Write out word for word the lines of the material below, starting at the line that contains "Task: Could you identify the red padded" and stopping after the line that contains "Target: red padded end of pugil stick".

==================================================

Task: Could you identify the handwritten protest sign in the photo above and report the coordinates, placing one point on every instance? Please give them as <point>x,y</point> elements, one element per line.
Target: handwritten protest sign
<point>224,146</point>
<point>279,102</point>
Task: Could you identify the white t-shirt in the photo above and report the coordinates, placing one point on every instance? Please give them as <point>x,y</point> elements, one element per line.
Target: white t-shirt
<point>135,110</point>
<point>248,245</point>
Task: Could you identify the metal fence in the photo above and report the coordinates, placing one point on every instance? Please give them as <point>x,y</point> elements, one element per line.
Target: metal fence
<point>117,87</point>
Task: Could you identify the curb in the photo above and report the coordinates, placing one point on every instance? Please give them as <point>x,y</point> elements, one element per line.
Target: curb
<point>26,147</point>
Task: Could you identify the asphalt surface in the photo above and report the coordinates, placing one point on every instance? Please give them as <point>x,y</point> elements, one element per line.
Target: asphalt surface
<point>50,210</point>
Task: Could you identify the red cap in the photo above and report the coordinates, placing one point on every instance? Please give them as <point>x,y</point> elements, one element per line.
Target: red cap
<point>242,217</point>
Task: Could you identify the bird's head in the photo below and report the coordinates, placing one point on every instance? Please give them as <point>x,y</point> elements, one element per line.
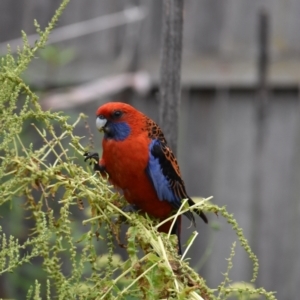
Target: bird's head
<point>115,119</point>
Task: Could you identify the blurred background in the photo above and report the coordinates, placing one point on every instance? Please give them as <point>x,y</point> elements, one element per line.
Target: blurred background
<point>239,127</point>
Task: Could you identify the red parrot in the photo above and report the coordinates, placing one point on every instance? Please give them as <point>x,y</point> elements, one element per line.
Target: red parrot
<point>138,161</point>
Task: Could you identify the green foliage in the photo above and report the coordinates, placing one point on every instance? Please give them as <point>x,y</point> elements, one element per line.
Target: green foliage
<point>45,181</point>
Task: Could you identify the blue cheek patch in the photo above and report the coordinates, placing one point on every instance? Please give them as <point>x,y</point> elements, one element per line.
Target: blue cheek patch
<point>117,131</point>
<point>160,182</point>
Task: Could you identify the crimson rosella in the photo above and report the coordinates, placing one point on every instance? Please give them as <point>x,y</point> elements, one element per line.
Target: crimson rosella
<point>138,161</point>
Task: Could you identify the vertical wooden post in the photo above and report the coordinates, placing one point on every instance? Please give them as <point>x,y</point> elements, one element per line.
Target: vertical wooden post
<point>261,115</point>
<point>170,72</point>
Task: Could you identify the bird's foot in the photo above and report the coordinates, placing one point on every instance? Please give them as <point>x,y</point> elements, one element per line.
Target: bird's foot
<point>131,208</point>
<point>94,159</point>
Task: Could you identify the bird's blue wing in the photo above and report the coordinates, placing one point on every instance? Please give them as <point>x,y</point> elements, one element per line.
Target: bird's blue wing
<point>164,174</point>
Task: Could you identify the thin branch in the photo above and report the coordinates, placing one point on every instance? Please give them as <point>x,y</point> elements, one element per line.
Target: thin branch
<point>76,30</point>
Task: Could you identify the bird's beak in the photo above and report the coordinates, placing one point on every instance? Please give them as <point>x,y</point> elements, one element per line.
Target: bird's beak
<point>100,123</point>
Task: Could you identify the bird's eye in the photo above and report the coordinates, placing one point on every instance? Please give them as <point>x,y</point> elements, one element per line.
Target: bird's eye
<point>117,114</point>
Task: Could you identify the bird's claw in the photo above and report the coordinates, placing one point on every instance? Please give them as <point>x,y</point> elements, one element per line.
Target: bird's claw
<point>94,159</point>
<point>130,208</point>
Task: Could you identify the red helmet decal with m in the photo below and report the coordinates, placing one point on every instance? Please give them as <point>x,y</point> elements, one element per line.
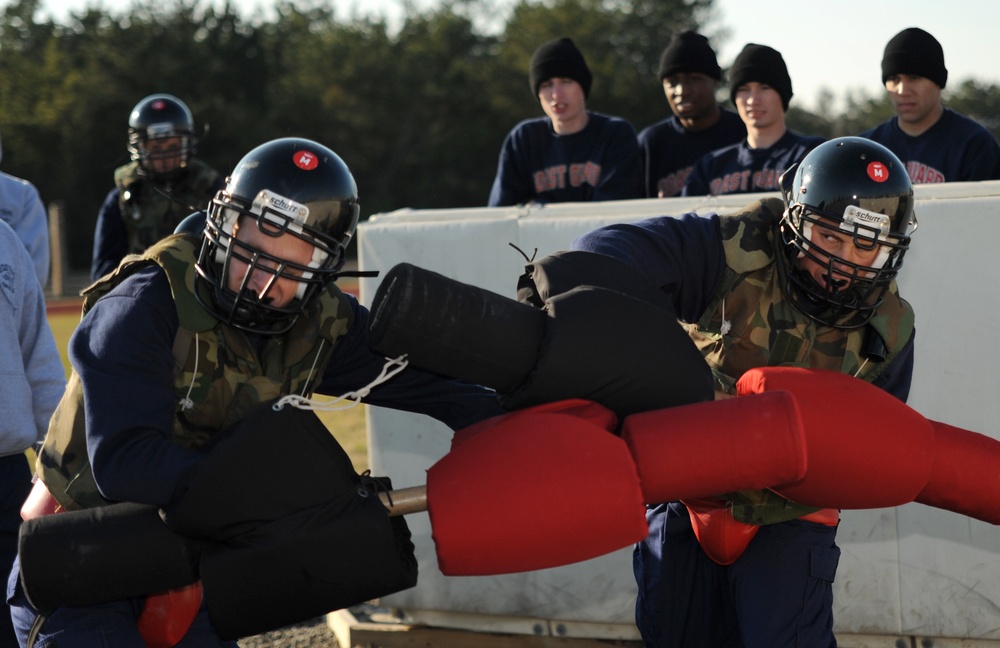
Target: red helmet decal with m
<point>305,160</point>
<point>878,171</point>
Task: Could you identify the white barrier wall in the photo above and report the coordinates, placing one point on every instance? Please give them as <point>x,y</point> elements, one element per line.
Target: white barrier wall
<point>909,571</point>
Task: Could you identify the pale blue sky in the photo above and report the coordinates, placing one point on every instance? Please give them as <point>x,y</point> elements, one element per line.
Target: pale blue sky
<point>837,44</point>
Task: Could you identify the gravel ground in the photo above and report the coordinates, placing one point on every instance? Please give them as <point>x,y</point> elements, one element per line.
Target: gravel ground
<point>312,634</point>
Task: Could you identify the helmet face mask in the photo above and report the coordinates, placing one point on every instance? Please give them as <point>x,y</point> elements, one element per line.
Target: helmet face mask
<point>261,276</point>
<point>161,136</point>
<point>846,227</point>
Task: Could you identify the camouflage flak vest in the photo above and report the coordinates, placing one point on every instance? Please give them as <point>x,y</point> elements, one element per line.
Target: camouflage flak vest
<point>750,323</point>
<point>218,374</point>
<point>150,215</point>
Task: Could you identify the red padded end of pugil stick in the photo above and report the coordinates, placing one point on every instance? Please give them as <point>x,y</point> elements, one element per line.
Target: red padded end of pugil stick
<point>533,490</point>
<point>966,474</point>
<point>706,449</point>
<point>866,448</point>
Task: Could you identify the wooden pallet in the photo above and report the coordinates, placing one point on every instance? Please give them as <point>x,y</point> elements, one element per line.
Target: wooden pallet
<point>358,629</point>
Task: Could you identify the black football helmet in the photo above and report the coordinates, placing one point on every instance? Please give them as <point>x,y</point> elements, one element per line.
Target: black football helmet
<point>161,116</point>
<point>288,186</point>
<point>847,185</point>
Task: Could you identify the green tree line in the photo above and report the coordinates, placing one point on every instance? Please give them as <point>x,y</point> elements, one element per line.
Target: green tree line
<point>418,109</point>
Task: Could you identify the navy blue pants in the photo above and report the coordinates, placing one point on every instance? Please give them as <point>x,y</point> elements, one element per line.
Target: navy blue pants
<point>15,484</point>
<point>778,594</point>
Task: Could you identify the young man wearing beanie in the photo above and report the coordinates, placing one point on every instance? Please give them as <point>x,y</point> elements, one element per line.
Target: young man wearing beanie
<point>760,88</point>
<point>690,75</point>
<point>571,154</point>
<point>937,144</point>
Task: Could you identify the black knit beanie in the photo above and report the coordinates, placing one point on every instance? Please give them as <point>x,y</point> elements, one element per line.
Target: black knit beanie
<point>760,64</point>
<point>559,58</point>
<point>914,51</point>
<point>689,52</point>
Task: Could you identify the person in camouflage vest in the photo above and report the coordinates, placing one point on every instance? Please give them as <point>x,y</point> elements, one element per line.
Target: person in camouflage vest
<point>161,185</point>
<point>809,282</point>
<point>184,341</point>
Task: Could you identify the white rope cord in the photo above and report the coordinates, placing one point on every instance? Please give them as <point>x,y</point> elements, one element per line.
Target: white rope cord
<point>350,399</point>
<point>312,369</point>
<point>858,372</point>
<point>186,403</point>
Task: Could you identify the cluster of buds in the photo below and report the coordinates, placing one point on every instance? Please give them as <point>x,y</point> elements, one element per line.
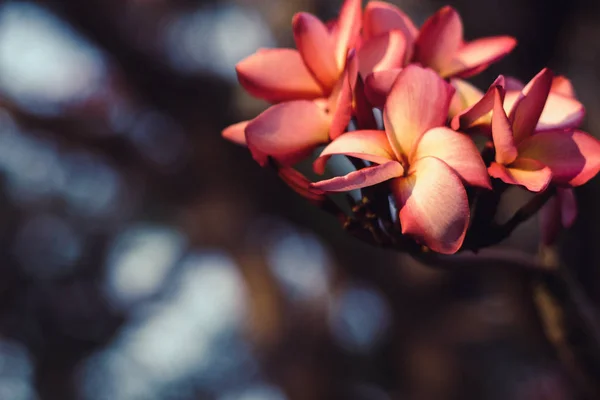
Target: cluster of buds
<point>421,157</point>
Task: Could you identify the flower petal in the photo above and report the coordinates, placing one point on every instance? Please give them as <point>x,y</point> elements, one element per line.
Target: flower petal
<point>369,145</point>
<point>526,114</point>
<point>504,143</point>
<point>560,112</point>
<point>277,75</point>
<point>347,30</point>
<point>300,184</point>
<point>379,84</point>
<point>466,95</point>
<point>236,133</point>
<point>316,46</point>
<point>440,38</point>
<point>458,151</point>
<point>419,100</point>
<point>573,156</point>
<point>568,206</point>
<point>381,17</point>
<point>477,55</point>
<point>480,112</point>
<point>433,205</point>
<point>363,109</point>
<point>512,83</point>
<point>563,86</point>
<point>288,128</point>
<point>382,52</point>
<point>363,177</point>
<point>527,172</point>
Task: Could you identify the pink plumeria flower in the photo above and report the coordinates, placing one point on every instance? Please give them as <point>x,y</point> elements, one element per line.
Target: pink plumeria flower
<point>531,151</point>
<point>439,45</point>
<point>312,87</point>
<point>425,162</point>
<point>561,110</point>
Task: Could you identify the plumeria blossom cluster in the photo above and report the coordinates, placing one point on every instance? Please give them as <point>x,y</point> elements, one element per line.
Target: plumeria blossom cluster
<point>372,86</point>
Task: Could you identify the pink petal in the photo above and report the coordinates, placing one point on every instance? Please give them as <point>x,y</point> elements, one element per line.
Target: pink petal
<point>316,46</point>
<point>480,112</point>
<point>440,38</point>
<point>382,52</point>
<point>340,101</point>
<point>527,172</point>
<point>477,55</point>
<point>527,112</point>
<point>367,145</point>
<point>563,86</point>
<point>573,156</point>
<point>381,17</point>
<point>363,177</point>
<point>300,184</point>
<point>550,221</point>
<point>379,84</point>
<point>236,133</point>
<point>433,205</point>
<point>288,128</point>
<point>458,151</point>
<point>277,75</point>
<point>466,95</point>
<point>504,143</point>
<point>347,30</point>
<point>419,100</point>
<point>363,109</point>
<point>560,112</point>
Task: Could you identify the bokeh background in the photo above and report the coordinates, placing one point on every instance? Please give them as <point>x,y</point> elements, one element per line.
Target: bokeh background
<point>144,257</point>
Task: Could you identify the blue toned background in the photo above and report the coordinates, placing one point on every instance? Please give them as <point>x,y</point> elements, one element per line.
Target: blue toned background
<point>144,257</point>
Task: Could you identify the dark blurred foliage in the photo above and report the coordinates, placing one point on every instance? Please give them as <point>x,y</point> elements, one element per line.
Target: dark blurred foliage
<point>144,257</point>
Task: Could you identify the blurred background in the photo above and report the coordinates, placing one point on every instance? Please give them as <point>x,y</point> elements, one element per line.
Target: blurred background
<point>144,257</point>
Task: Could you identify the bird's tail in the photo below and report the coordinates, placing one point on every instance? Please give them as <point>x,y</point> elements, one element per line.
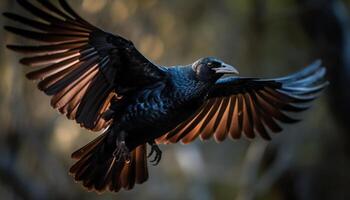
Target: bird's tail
<point>99,170</point>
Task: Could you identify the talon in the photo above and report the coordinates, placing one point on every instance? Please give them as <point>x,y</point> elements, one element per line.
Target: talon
<point>150,153</point>
<point>158,154</point>
<point>122,152</point>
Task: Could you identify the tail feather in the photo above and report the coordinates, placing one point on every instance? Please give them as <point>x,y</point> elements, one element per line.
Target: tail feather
<point>98,170</point>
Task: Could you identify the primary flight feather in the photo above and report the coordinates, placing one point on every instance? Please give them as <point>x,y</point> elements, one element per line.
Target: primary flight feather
<point>102,81</point>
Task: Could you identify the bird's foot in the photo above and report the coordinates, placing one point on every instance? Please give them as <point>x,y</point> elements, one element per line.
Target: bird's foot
<point>122,152</point>
<point>158,154</point>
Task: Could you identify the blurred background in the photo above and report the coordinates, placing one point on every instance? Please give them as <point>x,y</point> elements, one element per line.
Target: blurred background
<point>268,38</point>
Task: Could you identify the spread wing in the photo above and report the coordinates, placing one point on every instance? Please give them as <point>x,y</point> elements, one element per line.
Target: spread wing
<point>250,106</point>
<point>82,67</point>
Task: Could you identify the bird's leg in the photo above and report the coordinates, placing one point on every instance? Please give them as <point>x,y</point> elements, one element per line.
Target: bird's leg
<point>121,151</point>
<point>155,149</point>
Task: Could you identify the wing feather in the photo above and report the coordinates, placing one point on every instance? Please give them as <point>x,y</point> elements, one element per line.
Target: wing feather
<point>251,106</point>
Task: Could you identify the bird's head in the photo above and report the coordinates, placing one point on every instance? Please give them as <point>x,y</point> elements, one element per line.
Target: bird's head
<point>211,68</point>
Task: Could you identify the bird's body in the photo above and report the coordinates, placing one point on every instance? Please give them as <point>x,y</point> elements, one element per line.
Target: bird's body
<point>103,82</point>
<point>157,108</point>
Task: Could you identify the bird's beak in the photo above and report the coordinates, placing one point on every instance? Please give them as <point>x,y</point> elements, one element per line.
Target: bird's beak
<point>226,69</point>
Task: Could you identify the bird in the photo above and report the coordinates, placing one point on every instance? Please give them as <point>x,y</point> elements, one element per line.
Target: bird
<point>106,85</point>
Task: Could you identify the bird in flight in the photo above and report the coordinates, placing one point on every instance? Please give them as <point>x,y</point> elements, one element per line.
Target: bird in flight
<point>103,82</point>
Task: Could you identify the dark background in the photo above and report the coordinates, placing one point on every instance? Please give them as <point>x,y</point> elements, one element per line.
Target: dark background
<point>309,160</point>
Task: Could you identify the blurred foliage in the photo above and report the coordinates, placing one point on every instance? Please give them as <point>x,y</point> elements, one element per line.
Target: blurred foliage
<point>309,160</point>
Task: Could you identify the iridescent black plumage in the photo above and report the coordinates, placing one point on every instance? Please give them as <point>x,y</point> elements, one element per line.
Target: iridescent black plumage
<point>103,82</point>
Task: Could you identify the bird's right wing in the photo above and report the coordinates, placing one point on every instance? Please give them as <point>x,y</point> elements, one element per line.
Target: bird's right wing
<point>82,67</point>
<point>251,106</point>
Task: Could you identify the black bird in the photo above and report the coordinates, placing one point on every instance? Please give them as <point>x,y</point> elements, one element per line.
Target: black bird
<point>103,82</point>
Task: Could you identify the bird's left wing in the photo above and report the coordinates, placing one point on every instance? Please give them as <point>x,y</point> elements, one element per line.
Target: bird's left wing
<point>250,106</point>
<point>79,65</point>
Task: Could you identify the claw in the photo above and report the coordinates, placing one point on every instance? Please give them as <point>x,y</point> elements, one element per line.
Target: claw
<point>122,152</point>
<point>158,154</point>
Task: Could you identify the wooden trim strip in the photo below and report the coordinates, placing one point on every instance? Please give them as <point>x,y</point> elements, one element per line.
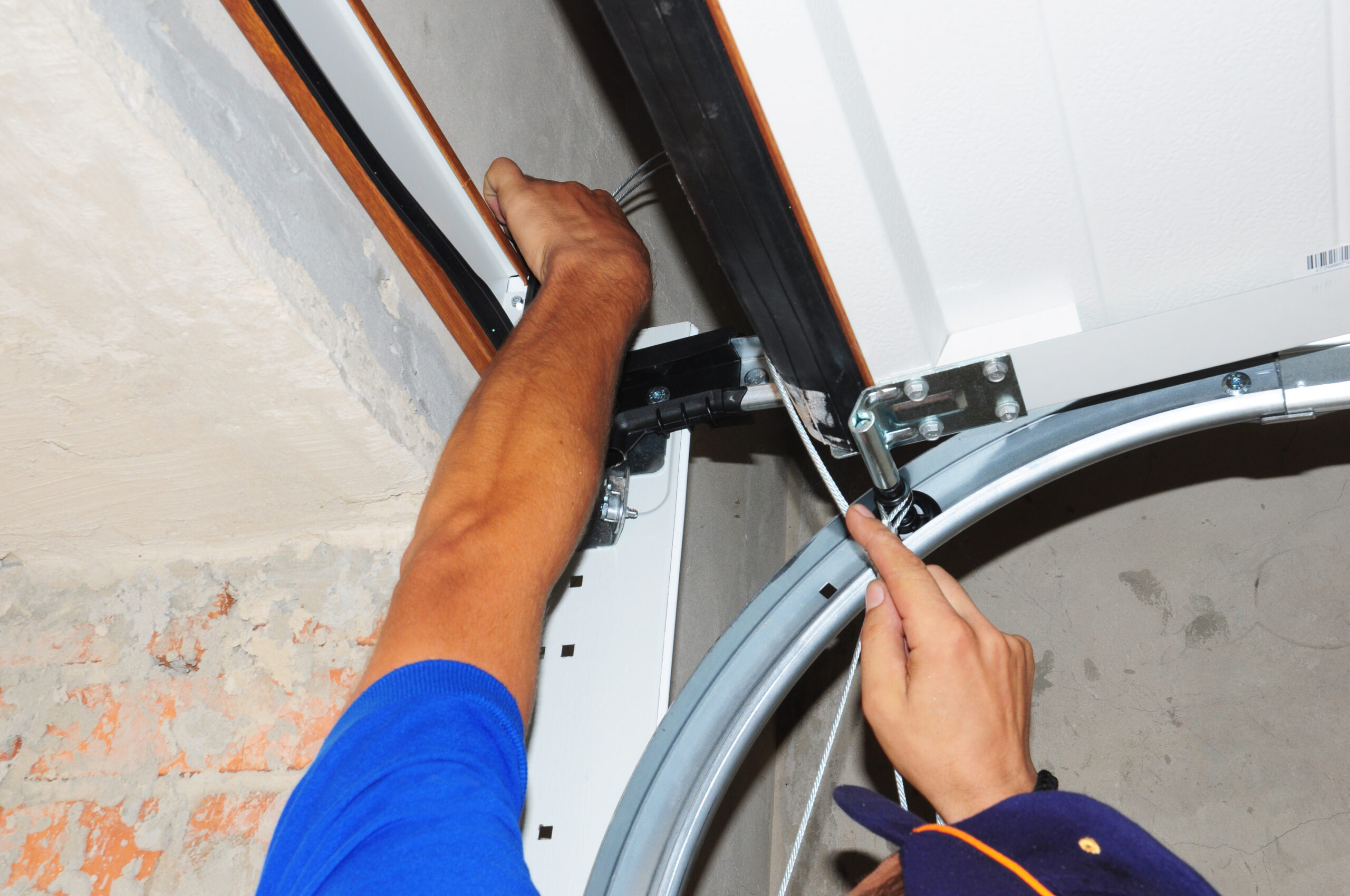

==================================================

» FINAL RESULT
Task: Could you identify the red padded end of pugil stick in the photo above and report the coordinates, placing one point on every instance? Please give them as <point>x,y</point> elements, one element per line.
Target: red padded end of pugil stick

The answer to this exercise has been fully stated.